───── STRONA
Dziadkiem na Nordkapp cz. II


Bodo

Rano trochę przestało padać, ale nadal jest pochmurno. Nawala zawór od kuchenki. Naprawiłem. Jedziemy w deszczu do Mo I Rana. Tam zwiedzanie. Zmieniam Krzysztofa za kierownicą. Po południu pogoda poprawia się. Biwakujemy ok. 90 km przed Bodo nad jeziorem. Pijemy whisky z okazji moich imienin. Zmieniające się krajobrazy: góry, pola, lasy, rzeki, jeziora, kolej wzdłuż E6. Sporo tuneli, kilka płatnych odcinków tak jak wczoraj i przedwczoraj.

Płatne odcinki drogi E6 towarzyszyły nam od Lillehammer praktycznie aż do Narviku (za wyjątkiem Lofotów). Komunikaty o pobieraniu opłat oraz stosowne kratownice z kamerami pojawiały się nie tylko przy drodze, ale też przed tunelami. Tych ostatnich było zresztą bardzo wiele. Wysokość opłat na poszczególnych odcinkach oscylowała od 15 - 42 koron norweskich. Łącznie "zarobiliśmy" - według pobieżnych wyliczeń 459 NOK. Na weryfikację przyjdzie poczekać kilka miesięcy, aż nadejdzie faktura z londyńskiej firmy, której zlecono rozliczenia.

Mo I Rana warta jest wspomnienia choćby dlatego, że przebiega przez nią umowny krąg polarny, czyli koło podbiegunowe. Poza tym jest to dość sympatyczne miasto, trzecie największe w północnej Norwegii. A propos kręgu polarnego, to drugi raz podczas tej podróży przekraczaliśmy go w legendarnej siedzibie św. Mikołaja, czyli w Rovaniemi, do czego zresztą jeszcze później wrócę. W Mo I Rana spędziliśmy  prawie dwie godziny. Miłym akcentem była darmowa kawa w jednym z tutejszych supermarketów.

Wstajemy o 6.30. W nocy i rano padało. Krzysiek trochę spanikowany, że nie będzie miał okazji do zrobienia dobrych zdjęć. Po krótkiej dyskusji decydujemy się jednak jechać do Bodo i dalej promem do Moskenes na Lofotach. Wypływamy o godzinie 11. Cena biletu za samochód i dwie osoby - 1013 NOK. Płacę kartą. Pochmurno i wietrznie. Dokuczają mi korzonki. Prom płynie trzy godziny.

W podróży nie cel jest najważniejszy, lecz droga do celu - jak przekonuje znany podróżnik i polarnik Marek Kamiński. Tak więc wybierając się na Nordkapp, staram się zobaczyć po drodze jak najwięcej ciekawych miejsc i  - jeśli to będzie możliwe - przeżyć wiele przygód oraz zdobyć nowe pożyteczne doświadczenia.
──────────
───── WYKAZ DANYCH
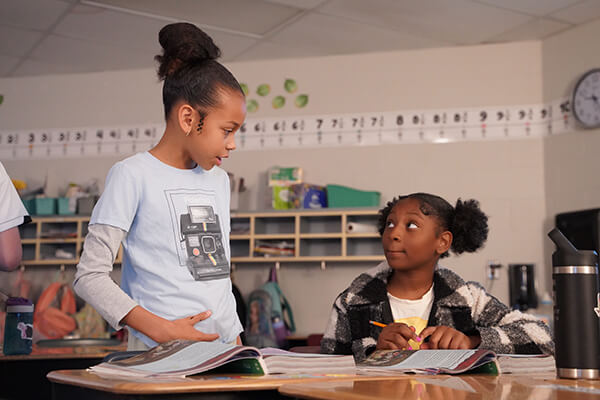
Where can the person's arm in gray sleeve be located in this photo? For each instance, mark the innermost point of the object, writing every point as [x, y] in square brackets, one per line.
[92, 279]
──────────
● POLECENIE 1
Wypisz wszystkie pozycje, które strona podaje po słowach „Zmieniające się krajobrazy:”.
● POLECENIE 2
Podaj dosłownie ze strony cały fragment od słów „Dziadkiem na Nordkapp” w dół aż po słowa „wczoraj i przedwczoraj.”.
Odpowiedzi należy opierać wyłącznie na stronie.

● PRAWIDŁOWA ODPOWIEDŹ 1
góry, pola, lasy, rzeki, jeziora, kolej wzdłuż E6

● PRAWIDŁOWA ODPOWIEDŹ 2
Dziadkiem na Nordkapp cz. II


Bodo

Rano trochę przestało padać, ale nadal jest pochmurno. Nawala zawór od kuchenki. Naprawiłem. Jedziemy w deszczu do Mo I Rana. Tam zwiedzanie. Zmieniam Krzysztofa za kierownicą. Po południu pogoda poprawia się. Biwakujemy ok. 90 km przed Bodo nad jeziorem. Pijemy whisky z okazji moich imienin. Zmieniające się krajobrazy: góry, pola, lasy, rzeki, jeziora, kolej wzdłuż E6. Sporo tuneli, kilka płatnych odcinków tak jak wczoraj i przedwczoraj.